To do
Would you retype every line below without changing anything?

Collected data entries:
..............................

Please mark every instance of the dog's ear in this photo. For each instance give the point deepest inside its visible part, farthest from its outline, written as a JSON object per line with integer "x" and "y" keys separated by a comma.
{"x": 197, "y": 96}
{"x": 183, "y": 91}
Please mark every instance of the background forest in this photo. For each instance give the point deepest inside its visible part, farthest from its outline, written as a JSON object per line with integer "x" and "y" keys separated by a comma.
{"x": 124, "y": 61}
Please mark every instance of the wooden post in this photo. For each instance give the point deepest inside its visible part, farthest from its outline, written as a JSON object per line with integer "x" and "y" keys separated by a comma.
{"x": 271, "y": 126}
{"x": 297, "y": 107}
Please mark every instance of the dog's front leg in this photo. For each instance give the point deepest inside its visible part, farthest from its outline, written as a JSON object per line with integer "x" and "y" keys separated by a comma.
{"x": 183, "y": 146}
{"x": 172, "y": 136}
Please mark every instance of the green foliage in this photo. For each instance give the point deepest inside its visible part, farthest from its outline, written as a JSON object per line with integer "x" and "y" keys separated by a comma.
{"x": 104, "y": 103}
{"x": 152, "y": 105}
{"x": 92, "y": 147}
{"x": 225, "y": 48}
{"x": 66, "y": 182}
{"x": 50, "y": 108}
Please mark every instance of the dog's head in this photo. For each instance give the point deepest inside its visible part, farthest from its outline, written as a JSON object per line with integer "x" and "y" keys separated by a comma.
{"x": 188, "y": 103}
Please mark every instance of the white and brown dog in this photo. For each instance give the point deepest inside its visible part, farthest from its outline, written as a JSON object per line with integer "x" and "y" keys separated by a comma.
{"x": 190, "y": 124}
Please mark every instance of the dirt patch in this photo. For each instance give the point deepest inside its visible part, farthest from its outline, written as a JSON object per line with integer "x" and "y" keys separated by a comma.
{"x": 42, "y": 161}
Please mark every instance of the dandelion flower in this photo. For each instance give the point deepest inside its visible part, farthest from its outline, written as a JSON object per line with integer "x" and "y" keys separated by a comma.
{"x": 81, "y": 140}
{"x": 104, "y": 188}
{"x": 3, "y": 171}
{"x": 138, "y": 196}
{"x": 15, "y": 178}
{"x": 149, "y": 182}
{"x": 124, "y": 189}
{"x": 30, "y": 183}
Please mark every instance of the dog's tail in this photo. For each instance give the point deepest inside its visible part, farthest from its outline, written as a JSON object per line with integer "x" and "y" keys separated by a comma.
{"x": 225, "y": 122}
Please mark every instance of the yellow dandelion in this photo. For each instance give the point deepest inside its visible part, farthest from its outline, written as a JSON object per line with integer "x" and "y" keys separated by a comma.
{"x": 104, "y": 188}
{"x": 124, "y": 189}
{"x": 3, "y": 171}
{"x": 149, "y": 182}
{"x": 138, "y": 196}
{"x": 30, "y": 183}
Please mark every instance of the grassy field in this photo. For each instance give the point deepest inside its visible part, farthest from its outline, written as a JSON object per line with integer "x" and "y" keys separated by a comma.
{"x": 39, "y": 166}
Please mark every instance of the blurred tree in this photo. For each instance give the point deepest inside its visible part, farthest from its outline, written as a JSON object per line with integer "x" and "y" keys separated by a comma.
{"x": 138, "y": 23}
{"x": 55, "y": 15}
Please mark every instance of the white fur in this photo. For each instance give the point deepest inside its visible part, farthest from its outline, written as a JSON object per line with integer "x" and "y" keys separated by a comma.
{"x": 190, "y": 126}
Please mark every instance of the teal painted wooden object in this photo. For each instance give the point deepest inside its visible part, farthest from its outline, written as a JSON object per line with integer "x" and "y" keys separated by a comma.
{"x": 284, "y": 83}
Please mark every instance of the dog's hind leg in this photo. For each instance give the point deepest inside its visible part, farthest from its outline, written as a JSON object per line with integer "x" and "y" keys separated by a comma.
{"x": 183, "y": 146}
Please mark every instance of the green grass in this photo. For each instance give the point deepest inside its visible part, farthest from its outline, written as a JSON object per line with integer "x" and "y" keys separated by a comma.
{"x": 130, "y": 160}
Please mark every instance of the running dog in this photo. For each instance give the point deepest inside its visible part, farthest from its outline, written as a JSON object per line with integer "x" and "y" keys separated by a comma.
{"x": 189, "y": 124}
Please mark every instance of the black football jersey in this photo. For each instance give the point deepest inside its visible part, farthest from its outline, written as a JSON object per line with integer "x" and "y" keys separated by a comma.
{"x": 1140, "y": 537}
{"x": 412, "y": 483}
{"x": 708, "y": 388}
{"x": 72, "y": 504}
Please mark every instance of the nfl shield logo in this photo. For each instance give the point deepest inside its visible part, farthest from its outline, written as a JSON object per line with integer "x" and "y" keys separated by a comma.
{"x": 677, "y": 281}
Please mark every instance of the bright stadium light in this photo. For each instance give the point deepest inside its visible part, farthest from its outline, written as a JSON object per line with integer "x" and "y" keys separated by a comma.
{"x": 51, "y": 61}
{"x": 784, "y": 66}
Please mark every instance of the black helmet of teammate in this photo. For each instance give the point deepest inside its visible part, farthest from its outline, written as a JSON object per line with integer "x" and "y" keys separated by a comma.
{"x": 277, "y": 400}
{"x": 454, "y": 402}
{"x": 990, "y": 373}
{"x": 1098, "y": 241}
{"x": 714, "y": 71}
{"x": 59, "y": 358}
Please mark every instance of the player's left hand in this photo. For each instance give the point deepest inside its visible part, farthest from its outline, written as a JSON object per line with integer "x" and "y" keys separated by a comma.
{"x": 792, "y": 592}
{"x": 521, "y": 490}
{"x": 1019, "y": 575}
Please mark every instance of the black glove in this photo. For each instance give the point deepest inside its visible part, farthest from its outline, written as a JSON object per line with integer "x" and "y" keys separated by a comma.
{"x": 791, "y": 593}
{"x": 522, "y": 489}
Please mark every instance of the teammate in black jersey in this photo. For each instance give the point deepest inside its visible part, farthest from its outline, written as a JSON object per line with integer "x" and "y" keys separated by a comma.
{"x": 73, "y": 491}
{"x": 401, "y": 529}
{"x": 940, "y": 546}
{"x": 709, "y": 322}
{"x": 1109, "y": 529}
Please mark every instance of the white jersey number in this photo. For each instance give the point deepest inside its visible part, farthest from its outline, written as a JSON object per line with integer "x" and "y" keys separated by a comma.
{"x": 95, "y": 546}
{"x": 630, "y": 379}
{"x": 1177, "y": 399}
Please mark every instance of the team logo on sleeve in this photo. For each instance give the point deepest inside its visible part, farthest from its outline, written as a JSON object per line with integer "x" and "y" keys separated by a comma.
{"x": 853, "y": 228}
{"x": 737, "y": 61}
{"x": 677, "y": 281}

..............................

Output of the task
Please mark every instance of the dog's ear in this photo. For each instance give the point deepest inside its visible part, farthest from its outline, written as a JSON object per line with integer "x" and "y" keys separated by a comma.
{"x": 197, "y": 96}
{"x": 183, "y": 91}
Please mark every instance of the background forest in this photo. For each instance give the point deepest inside its visible part, farthest from its outline, written as a JSON object per line with integer "x" and "y" keys separated by a comma.
{"x": 124, "y": 61}
Please mark every instance of the wooden post in this photo. For each instance give the point deepest inside its visible part, farthest from its outline, written as a JSON object per line with integer "x" and "y" keys separated by a comma.
{"x": 271, "y": 126}
{"x": 297, "y": 107}
Please mark every instance of the dog's front leg in this photo. For each instance give the point deepest inside its visible part, farthest from its outline, written as a JSON object per line with integer "x" and "y" keys separated by a comma.
{"x": 183, "y": 146}
{"x": 172, "y": 136}
Please mark every instance of the green foliage in this photo. For each instance give the point deepest inside its visible part, farthest from its outline, written as a JSON object per line with integer "x" and "y" keys separated by a comma.
{"x": 104, "y": 103}
{"x": 152, "y": 105}
{"x": 92, "y": 147}
{"x": 225, "y": 48}
{"x": 66, "y": 182}
{"x": 50, "y": 108}
Please mark every instance of the dog's head in this photo. For each instance give the point deepest inside its visible part, farthest from its outline, written as a JSON object per line with integer "x" and "y" keys separated by a comma.
{"x": 188, "y": 103}
Please mark every instance of the white and brown dog in this photo. For each instance give the point deepest inside its visible part, farthest from its outline, written as a JSON object per line with integer "x" and "y" keys separated by a comma.
{"x": 190, "y": 124}
Please mark every instance of the dirt patch in this photo. For each instance give the point deepest inside its visible part, farthest from its outline, written as a JSON object per line with integer "x" and "y" keys separated by a comma.
{"x": 42, "y": 161}
Please mark every instance of the dandelion flower in this photo. For each instance give the point deepest inside its visible part, farthest from its outline, written as a JSON object per line with integer "x" and "y" keys separated by a comma.
{"x": 81, "y": 140}
{"x": 104, "y": 188}
{"x": 3, "y": 171}
{"x": 138, "y": 196}
{"x": 15, "y": 178}
{"x": 149, "y": 182}
{"x": 124, "y": 189}
{"x": 30, "y": 183}
Please mark every instance of the dog's tail in this photo. For each instance give the point deepest inside its visible part, farthest from its outline, written as a JSON object per line with integer "x" and "y" keys separated by a comma.
{"x": 225, "y": 122}
Please mark every instance of the yellow dandelion in this photo. For each instance give the point deepest inside its visible part, farthest from its outline, written as a JSON object per line with integer "x" and "y" keys separated by a comma.
{"x": 104, "y": 188}
{"x": 124, "y": 189}
{"x": 3, "y": 171}
{"x": 149, "y": 182}
{"x": 138, "y": 196}
{"x": 30, "y": 183}
Please mark every instance of the grassy field in this photo. For each instance give the point deepest inside its visible part, farthest from its outline, written as a JSON object per line with integer "x" and "y" keys separated by a comma.
{"x": 39, "y": 166}
Please mark every instance of the blurred tree in this photo. For each instance give the point deepest inside its visible part, farthest from its outline, written as a JSON object per line with integer "x" and "y" keys separated by a comma.
{"x": 138, "y": 23}
{"x": 55, "y": 15}
Please mark every instance of the white fur in this photo. For each instance give the point deepest inside its visible part, farthest from its outline, written as a JSON object per line with integer "x" and "y" keys separated by a comma.
{"x": 190, "y": 126}
Please mark every instance of the teal painted wooden object in this photo. For each instance give the point deepest inside its visible part, farthest from its outline, written as a JSON object per line with integer "x" and "y" keys separated by a comma.
{"x": 284, "y": 83}
Please mark every instance of the dog's hind leg in this photo. For each instance give the point deepest inside its visible part, farthest from its outline, written as a JSON object per line with integer "x" and "y" keys separated by a comma.
{"x": 183, "y": 146}
Please mark every instance of the green grass in this photo. For each instance give the point deepest inside its visible part, farthest from its outline, written as a JSON object per line with integer "x" and "y" keys separated by a comma.
{"x": 130, "y": 160}
Please mark every instance of the running dog in this photo. For each instance give the point deepest inside its visible part, farthest from its outline, written as a JSON object per line with integer "x" and "y" keys separated by a comma.
{"x": 189, "y": 124}
Please mark every instance of the black football jersey in this photo. For each instance give the point deepest inside its visible part, farthest from its outline, written as a JSON object per line with integer "x" and "y" keys separated by a comma.
{"x": 1140, "y": 537}
{"x": 412, "y": 483}
{"x": 708, "y": 388}
{"x": 72, "y": 504}
Please mark every instance of the nfl shield logo in this photo. For each instance give the point deepest inside its visible part, farthest from its outline, written as a JSON object per line with integer "x" and "y" keys separated by a comma.
{"x": 677, "y": 281}
Please mark every instance of the bright stadium light in this photo. For each instance give the point deepest inside its visible part, farthest from its outline, written as a JSON object per line with integer "x" and "y" keys separated by a comma.
{"x": 51, "y": 61}
{"x": 784, "y": 66}
Please mark every instance of the black helmet of teammate in this photo. For each instance give the point deepest inside its visible part, farthest from its outline, written as a JSON object per line with integer "x" and "y" keys separated by a comma.
{"x": 277, "y": 400}
{"x": 454, "y": 402}
{"x": 990, "y": 373}
{"x": 1098, "y": 241}
{"x": 714, "y": 71}
{"x": 59, "y": 358}
Please mark every instance of the player's left hand in this photo. For each instance give the point deepest inside its visible part, farthest from its outline, written as a JSON object per line with integer "x" and "y" keys separated by a comma.
{"x": 792, "y": 592}
{"x": 521, "y": 490}
{"x": 1019, "y": 575}
Please mark every instance of the black glove in this photo. For each instance give the point deepest inside its visible part, farthest from its outline, written as a JSON object per line with integer "x" and "y" keys separated by a comma.
{"x": 791, "y": 593}
{"x": 522, "y": 489}
Please mark every instance of the teammate in black jersey in this photo. For each instance give the point deepest inside its visible part, farthest from its outline, written as a JSON object per line with integer "x" and "y" keys separated by a comma.
{"x": 73, "y": 491}
{"x": 401, "y": 529}
{"x": 940, "y": 546}
{"x": 709, "y": 322}
{"x": 1109, "y": 529}
Please mark every instance of the white jersey number in this photo. For each instance give the point deepest inside its visible part, farthest from its outline, written as a JSON object per line with integer "x" and "y" keys separated by a comma.
{"x": 95, "y": 546}
{"x": 630, "y": 379}
{"x": 1177, "y": 399}
Please mark every instance of the team logo on sleeve in this photo. For each instance give the point deepest inside its visible part, farthest from its outline, written as a JSON object per line with integer "x" and "y" keys separated by a comma.
{"x": 853, "y": 228}
{"x": 737, "y": 61}
{"x": 677, "y": 281}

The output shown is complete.